> Work required:
Report each line of the listing that contains the word "positive", copying every such line in full.
━━ Provided data
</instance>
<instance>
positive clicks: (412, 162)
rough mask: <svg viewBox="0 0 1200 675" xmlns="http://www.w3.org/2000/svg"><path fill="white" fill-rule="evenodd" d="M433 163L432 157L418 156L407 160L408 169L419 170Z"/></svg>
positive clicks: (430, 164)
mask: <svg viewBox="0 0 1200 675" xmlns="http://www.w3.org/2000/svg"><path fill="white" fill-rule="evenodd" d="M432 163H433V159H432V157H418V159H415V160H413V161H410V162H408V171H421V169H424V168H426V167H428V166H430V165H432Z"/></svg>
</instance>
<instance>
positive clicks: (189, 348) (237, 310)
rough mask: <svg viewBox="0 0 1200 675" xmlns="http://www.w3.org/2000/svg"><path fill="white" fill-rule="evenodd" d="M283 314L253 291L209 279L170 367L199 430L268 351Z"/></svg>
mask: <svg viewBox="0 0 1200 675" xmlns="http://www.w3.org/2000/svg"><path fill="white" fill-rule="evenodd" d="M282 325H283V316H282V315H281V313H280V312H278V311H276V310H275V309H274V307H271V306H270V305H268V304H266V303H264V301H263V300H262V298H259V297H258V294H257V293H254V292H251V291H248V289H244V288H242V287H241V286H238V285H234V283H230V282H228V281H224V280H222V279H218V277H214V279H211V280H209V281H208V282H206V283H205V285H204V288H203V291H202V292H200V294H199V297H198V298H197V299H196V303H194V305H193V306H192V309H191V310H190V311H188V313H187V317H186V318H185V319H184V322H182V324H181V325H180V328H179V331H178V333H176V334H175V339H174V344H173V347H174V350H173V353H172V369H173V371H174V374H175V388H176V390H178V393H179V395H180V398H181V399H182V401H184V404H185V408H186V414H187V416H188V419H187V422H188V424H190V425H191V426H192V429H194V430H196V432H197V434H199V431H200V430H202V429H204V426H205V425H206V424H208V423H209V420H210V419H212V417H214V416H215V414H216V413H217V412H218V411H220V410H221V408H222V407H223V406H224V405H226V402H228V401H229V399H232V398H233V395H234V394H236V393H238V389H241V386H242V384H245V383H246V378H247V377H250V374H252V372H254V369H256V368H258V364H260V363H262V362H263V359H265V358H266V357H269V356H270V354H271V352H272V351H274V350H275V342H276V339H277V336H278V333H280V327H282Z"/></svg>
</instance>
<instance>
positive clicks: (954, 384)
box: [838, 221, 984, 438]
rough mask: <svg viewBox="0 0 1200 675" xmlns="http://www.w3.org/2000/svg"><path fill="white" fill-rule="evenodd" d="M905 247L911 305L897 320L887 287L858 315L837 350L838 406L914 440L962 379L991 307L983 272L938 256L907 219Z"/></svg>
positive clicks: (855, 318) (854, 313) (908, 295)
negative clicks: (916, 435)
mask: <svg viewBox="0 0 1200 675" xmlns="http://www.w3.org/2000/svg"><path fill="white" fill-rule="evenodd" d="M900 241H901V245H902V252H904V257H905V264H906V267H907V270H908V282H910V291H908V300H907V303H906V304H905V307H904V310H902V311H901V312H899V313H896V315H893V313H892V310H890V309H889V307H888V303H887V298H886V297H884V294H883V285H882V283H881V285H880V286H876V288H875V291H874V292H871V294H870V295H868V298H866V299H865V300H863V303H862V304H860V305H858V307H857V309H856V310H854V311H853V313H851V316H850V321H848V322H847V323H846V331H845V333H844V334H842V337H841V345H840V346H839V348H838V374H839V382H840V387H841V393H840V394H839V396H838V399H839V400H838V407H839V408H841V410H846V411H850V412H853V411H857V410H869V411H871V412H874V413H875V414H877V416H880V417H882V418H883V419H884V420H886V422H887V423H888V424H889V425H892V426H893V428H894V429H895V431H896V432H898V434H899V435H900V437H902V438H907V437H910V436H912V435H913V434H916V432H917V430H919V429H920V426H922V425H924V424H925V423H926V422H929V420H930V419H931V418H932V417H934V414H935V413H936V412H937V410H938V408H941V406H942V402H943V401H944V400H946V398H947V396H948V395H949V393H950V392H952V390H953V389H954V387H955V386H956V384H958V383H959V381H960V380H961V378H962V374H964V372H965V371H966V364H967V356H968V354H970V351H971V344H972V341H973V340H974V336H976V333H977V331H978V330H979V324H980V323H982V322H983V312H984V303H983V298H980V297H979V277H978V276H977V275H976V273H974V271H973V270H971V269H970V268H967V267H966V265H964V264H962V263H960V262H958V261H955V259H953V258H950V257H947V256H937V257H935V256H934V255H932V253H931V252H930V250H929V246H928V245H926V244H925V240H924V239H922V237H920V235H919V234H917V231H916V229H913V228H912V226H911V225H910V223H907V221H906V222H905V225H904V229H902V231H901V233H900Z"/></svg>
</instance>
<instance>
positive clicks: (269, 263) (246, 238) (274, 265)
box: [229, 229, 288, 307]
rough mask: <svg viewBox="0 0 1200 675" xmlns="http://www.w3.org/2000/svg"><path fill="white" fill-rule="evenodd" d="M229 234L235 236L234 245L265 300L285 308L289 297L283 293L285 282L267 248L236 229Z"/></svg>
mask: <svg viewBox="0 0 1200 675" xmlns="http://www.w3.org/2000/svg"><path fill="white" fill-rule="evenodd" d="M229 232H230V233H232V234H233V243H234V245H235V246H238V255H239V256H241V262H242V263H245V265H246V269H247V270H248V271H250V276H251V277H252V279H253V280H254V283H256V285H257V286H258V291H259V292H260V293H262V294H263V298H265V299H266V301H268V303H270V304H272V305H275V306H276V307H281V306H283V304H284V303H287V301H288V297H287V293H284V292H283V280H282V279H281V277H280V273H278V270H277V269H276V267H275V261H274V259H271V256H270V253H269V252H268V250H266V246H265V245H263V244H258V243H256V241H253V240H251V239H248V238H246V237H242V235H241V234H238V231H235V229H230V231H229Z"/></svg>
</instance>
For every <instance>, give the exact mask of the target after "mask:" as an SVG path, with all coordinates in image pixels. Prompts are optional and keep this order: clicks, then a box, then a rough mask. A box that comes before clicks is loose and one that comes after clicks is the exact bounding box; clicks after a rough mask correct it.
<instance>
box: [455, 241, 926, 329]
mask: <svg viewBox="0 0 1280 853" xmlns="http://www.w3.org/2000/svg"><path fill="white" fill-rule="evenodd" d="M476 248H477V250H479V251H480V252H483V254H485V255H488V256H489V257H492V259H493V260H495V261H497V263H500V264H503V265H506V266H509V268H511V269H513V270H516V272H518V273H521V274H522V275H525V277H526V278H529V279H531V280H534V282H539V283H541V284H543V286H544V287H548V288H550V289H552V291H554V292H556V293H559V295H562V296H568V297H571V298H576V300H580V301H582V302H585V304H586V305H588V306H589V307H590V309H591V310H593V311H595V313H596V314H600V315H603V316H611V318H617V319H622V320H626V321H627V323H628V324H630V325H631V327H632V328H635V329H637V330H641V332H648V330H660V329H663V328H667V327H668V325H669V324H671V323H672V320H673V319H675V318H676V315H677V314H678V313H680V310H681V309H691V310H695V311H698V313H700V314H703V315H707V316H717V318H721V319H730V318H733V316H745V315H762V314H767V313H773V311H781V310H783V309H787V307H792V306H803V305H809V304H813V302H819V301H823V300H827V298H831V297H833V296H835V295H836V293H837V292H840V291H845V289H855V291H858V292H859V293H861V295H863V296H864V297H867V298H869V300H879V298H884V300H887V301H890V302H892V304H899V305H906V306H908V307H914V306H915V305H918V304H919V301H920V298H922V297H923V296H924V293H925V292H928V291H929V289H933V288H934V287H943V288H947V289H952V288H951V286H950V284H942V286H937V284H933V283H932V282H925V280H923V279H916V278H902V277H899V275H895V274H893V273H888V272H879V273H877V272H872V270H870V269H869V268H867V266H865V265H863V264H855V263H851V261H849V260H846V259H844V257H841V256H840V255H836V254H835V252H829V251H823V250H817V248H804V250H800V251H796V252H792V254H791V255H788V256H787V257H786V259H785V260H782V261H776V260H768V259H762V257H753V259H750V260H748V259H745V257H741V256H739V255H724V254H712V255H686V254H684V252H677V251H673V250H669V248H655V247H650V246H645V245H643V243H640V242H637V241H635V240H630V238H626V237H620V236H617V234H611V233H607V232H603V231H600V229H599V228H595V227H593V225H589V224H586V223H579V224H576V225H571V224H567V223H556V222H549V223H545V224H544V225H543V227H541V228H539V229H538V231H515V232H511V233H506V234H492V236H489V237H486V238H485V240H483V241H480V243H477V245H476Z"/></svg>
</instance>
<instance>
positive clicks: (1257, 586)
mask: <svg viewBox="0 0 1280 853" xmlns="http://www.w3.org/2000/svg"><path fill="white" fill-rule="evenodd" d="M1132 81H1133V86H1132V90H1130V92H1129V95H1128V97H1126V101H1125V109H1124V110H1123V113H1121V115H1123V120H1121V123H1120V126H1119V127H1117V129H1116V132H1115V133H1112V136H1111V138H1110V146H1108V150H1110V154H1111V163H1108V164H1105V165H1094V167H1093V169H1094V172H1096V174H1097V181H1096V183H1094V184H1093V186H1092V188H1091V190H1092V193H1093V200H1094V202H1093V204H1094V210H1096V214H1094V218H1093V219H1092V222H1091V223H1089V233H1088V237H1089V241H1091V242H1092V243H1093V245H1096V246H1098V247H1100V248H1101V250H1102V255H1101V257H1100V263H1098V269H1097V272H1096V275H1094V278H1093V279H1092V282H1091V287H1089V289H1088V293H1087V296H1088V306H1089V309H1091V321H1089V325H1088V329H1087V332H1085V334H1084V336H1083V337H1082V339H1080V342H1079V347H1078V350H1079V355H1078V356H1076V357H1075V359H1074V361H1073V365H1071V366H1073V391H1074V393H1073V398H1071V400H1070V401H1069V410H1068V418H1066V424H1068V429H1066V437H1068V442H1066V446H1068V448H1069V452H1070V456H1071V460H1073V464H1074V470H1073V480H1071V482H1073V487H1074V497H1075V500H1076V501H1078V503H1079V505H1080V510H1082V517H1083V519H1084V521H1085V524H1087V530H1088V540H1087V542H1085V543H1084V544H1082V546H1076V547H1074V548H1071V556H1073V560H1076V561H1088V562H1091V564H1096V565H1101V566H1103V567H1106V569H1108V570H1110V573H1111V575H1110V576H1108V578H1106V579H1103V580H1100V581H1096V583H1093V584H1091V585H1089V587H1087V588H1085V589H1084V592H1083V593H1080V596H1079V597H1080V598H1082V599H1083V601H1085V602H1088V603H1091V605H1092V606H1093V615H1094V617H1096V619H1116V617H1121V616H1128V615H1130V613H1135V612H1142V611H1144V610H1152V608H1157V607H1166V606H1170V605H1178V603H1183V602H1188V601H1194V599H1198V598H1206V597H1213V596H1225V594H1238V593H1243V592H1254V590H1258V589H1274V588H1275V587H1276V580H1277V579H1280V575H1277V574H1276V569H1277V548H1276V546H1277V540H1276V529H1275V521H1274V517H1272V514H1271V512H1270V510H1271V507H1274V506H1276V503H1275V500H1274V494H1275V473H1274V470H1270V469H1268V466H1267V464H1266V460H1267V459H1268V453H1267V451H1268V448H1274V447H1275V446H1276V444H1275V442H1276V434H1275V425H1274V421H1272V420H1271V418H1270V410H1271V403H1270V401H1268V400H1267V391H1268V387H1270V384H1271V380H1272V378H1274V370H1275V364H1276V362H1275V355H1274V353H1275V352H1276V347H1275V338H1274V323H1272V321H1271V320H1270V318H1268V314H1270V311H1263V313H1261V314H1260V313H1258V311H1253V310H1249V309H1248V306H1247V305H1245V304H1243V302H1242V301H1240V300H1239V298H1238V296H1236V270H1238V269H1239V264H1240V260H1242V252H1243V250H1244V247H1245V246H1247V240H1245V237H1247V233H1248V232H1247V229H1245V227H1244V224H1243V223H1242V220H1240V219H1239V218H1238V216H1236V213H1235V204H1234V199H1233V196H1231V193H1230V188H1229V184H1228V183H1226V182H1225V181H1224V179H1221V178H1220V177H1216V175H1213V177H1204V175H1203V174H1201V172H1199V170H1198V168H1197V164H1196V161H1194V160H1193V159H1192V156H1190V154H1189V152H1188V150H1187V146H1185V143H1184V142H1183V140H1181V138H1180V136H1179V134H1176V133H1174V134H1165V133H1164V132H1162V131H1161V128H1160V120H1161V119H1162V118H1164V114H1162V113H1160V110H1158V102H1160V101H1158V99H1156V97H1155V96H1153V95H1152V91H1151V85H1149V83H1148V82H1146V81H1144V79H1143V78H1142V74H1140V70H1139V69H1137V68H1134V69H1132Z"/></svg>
━━━━
> Exercise response:
positive clicks: (412, 162)
positive clicks: (430, 164)
positive clicks: (189, 348) (237, 310)
positive clicks: (954, 384)
positive clicks: (855, 318) (854, 313) (908, 295)
positive clicks: (269, 263) (246, 238) (274, 265)
positive clicks: (1257, 586)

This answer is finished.